§ CONSIGNES DE TRAVAIL:
[1] Recopiez fidèlement les lignes des enregistrements en commençant à la ligne contenant « Query: white baseboard » et en terminant à la ligne contenant « M248 212L246 219L248 », ces deux lignes incluses.
[2] Prolongez le texte sur Jim Morrison et les Doors en écrivant ce qui suit sa dernière phrase.

§ EXTRAIT CHOISI:
---------------

Il y a cinquante ans, le 3 juillet 1971, Jim Morrison s’éteignait mystérieusement dans une baignoire parisienne, laissant orphelins ses trois partenaires, Ray Manzarek, Robby Krieger et John Densmore, qui ont œuvré sans relâche durant six ans pour transposer ses rêves en musique.

La première session de chant de Jim Morrison avec les Doors s’est déroulée sur le sable de Venice Beach, en Californie, en 1965. Sous la lune et sous acides, il récite des poèmes issus de son calepin devant son camarade de classe de UCLA, Ray Manzarek, tombé sous le charme. Les deux ex-étudiants en cinéma décident ce soir-là de créer un groupe. “Morrison avait la gueule d’un chanteur, je l’ai vu tout de suite, racontait Manzarek. Je savais que les filles allaient l’adorer, mais je m’en foutais. On allait faire de la musique géniale ensemble, mixer la musique et la poésie et faire un truc absolument brillant.”

---------------

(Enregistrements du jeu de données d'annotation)
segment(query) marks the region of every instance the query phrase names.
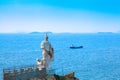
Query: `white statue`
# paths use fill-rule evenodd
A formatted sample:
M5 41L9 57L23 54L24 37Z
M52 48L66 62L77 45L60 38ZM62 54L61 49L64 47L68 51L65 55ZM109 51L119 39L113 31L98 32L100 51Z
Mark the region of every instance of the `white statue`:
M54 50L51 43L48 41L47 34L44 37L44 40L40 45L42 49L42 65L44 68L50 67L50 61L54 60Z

---------------

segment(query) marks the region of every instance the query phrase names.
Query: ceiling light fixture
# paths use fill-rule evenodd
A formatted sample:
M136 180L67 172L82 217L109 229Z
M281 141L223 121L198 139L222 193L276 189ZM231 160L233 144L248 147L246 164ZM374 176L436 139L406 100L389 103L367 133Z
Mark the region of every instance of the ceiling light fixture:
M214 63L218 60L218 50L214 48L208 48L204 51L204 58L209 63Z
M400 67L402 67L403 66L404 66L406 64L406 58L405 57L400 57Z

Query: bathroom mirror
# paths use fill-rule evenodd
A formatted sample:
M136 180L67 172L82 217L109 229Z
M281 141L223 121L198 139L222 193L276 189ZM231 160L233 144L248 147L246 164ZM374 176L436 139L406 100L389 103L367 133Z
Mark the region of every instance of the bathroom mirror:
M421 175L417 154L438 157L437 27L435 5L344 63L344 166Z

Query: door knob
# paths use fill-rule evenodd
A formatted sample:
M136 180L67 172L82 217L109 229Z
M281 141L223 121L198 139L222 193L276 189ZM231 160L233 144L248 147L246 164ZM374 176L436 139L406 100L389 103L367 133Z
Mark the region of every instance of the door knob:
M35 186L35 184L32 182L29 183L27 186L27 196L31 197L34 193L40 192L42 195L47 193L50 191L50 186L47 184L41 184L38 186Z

---------------

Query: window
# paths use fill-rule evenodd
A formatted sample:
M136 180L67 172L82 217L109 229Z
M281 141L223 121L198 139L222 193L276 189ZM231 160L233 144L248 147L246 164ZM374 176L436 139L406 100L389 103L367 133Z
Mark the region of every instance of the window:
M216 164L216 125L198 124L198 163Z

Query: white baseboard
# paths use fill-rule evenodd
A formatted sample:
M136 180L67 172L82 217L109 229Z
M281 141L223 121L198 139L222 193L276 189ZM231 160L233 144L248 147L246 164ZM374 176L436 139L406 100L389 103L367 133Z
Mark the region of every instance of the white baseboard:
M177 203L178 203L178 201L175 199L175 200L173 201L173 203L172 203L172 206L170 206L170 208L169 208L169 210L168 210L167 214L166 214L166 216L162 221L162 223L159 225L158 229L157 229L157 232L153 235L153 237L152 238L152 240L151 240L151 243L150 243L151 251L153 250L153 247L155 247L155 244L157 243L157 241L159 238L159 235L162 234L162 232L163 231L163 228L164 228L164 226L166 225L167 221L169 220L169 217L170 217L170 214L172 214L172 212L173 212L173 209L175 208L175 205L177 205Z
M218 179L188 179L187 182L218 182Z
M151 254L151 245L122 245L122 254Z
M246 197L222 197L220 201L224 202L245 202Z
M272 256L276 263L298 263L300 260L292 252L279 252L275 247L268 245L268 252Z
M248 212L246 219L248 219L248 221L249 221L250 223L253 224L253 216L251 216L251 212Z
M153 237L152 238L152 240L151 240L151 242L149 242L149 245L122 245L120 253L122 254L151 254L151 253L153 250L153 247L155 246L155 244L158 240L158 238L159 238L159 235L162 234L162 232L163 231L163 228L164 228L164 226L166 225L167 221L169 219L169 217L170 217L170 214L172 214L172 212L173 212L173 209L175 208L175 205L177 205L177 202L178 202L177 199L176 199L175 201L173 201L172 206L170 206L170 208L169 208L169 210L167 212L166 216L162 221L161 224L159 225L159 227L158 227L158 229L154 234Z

---------------

§ RÉPONSES PAR CONSIGNE:
[1]
Query: white baseboard
# paths use fill-rule evenodd
A formatted sample:
M136 180L67 172L82 217L109 229Z
M281 141L223 121L198 139L222 193L276 189ZM231 160L233 144L248 147L246 164ZM374 176L436 139L406 100L389 103L367 133Z
Mark the region of every instance of the white baseboard:
M177 203L178 203L178 201L175 199L175 200L173 201L173 203L172 203L172 206L170 206L170 208L169 208L169 210L168 210L167 214L166 214L166 216L162 221L162 223L159 225L158 229L157 229L157 232L153 235L153 237L152 238L152 240L151 240L151 243L150 243L151 251L153 250L153 247L155 247L155 244L157 243L157 241L159 238L159 235L162 234L162 232L163 231L163 228L164 228L164 226L166 225L167 221L169 220L169 217L170 217L170 214L172 214L172 212L173 212L173 209L175 208L175 205L177 205Z
M218 179L188 179L187 182L218 182Z
M151 254L151 245L122 245L122 254Z
M246 197L222 197L220 201L224 202L245 202Z
M272 256L276 263L298 263L300 260L292 252L279 252L275 247L268 245L268 252Z
M248 212L246 219L248 219L248 221L249 221L250 223L253 224L253 216L251 216L251 212Z

[2]
C’est presque dans cette configuration que se sont déroulées toutes les sessions d’enregistrement des Doors : le Roi Lézard chuchotant ses prophéties telle une pythie, et un trio de musiciens autour de lui pour les interpréter. Rejoint par le guitariste Robby Krieger et le batteur John Densmore, Manzarek devient le chef d’un orchestre tout entier dévoué à mettre en musique les envolées lyriques de Jim Morrison. C’est d’ailleurs ce qui a permis au groupe de publier, en 1978, sept ans après sa mort, l’album An American Prayer, sur lequel le trio a composé autour de poèmes enregistrés par le chanteur. Un disque que Robby Krieger considère toujours comme un des meilleurs de la discographie. “C’était l’idée de départ. De la poésie et du jazz, c’est ce que faisaient des gars comme Allen Ginsberg avant nous. Mais avec un groupe de pop, ça n’avait jamais été fait.”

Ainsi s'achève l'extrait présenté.